§ Requirements
Reproduce the items below with "vertices" replaced by "corner points" and all other text left unchanged. Omit the pictures from the output.

[Data records]
========
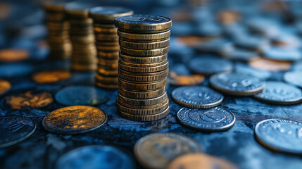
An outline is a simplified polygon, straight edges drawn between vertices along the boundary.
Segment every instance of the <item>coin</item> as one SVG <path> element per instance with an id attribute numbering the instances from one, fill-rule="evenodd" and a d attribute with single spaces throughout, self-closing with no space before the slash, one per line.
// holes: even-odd
<path id="1" fill-rule="evenodd" d="M 134 146 L 137 161 L 148 168 L 165 168 L 177 156 L 199 152 L 201 147 L 197 142 L 172 132 L 148 134 L 139 139 Z"/>
<path id="2" fill-rule="evenodd" d="M 55 95 L 56 101 L 65 106 L 95 106 L 105 103 L 108 96 L 105 91 L 92 86 L 69 86 Z"/>
<path id="3" fill-rule="evenodd" d="M 191 71 L 204 75 L 227 72 L 233 68 L 232 62 L 208 56 L 191 58 L 187 65 Z"/>
<path id="4" fill-rule="evenodd" d="M 75 165 L 75 161 L 79 165 Z M 55 168 L 134 169 L 135 163 L 126 152 L 118 148 L 92 145 L 75 149 L 63 155 L 56 162 Z"/>
<path id="5" fill-rule="evenodd" d="M 80 134 L 96 130 L 107 120 L 103 111 L 87 106 L 73 106 L 57 109 L 46 115 L 43 127 L 51 132 L 62 134 Z"/>
<path id="6" fill-rule="evenodd" d="M 302 123 L 287 119 L 267 119 L 255 127 L 255 135 L 263 145 L 281 152 L 302 154 Z"/>
<path id="7" fill-rule="evenodd" d="M 268 104 L 294 104 L 301 102 L 302 90 L 289 84 L 277 81 L 265 82 L 263 91 L 255 99 Z"/>
<path id="8" fill-rule="evenodd" d="M 204 154 L 189 154 L 176 158 L 167 169 L 237 169 L 232 163 Z"/>
<path id="9" fill-rule="evenodd" d="M 34 132 L 37 125 L 31 119 L 23 117 L 0 118 L 0 148 L 22 142 Z"/>
<path id="10" fill-rule="evenodd" d="M 234 114 L 222 107 L 208 109 L 182 108 L 177 113 L 177 119 L 185 126 L 205 132 L 227 130 L 235 124 Z"/>
<path id="11" fill-rule="evenodd" d="M 237 96 L 253 95 L 263 90 L 265 82 L 258 77 L 240 73 L 220 73 L 210 77 L 210 86 L 222 93 Z"/>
========
§ The result
An outline is a simplified polygon, straight edges drawn between corner points along the boundary.
Segment every instance of the <item>coin</item> as one SVG <path> element per instance with an id attribute numbering the instances from one, fill-rule="evenodd" and a d attribute with single spaces throughout, self-closing with no space before the slash, one per line.
// holes: even-odd
<path id="1" fill-rule="evenodd" d="M 134 146 L 137 161 L 148 168 L 165 168 L 177 156 L 199 152 L 201 147 L 197 142 L 172 132 L 148 134 L 139 139 Z"/>
<path id="2" fill-rule="evenodd" d="M 55 95 L 56 101 L 65 106 L 95 106 L 105 103 L 108 96 L 105 91 L 92 86 L 69 86 Z"/>
<path id="3" fill-rule="evenodd" d="M 191 71 L 204 75 L 227 72 L 233 68 L 232 62 L 208 56 L 191 58 L 187 65 Z"/>
<path id="4" fill-rule="evenodd" d="M 75 165 L 75 161 L 79 165 Z M 55 168 L 134 169 L 135 163 L 126 152 L 118 148 L 92 145 L 75 149 L 63 155 L 56 162 Z"/>
<path id="5" fill-rule="evenodd" d="M 80 134 L 96 130 L 107 120 L 103 111 L 87 106 L 73 106 L 57 109 L 46 115 L 43 127 L 51 132 L 62 134 Z"/>
<path id="6" fill-rule="evenodd" d="M 302 123 L 287 119 L 267 119 L 255 127 L 255 135 L 263 145 L 281 152 L 302 154 Z"/>
<path id="7" fill-rule="evenodd" d="M 268 104 L 294 104 L 301 102 L 302 90 L 289 84 L 277 81 L 265 82 L 263 91 L 255 99 Z"/>
<path id="8" fill-rule="evenodd" d="M 204 154 L 189 154 L 176 158 L 167 169 L 237 169 L 232 163 Z"/>
<path id="9" fill-rule="evenodd" d="M 34 132 L 37 125 L 31 119 L 23 117 L 0 118 L 0 148 L 22 142 Z"/>
<path id="10" fill-rule="evenodd" d="M 234 114 L 222 107 L 208 109 L 182 108 L 177 113 L 177 119 L 185 126 L 205 132 L 227 130 L 235 124 Z"/>
<path id="11" fill-rule="evenodd" d="M 237 96 L 253 95 L 263 90 L 265 82 L 258 77 L 240 73 L 220 73 L 210 77 L 210 86 L 222 93 Z"/>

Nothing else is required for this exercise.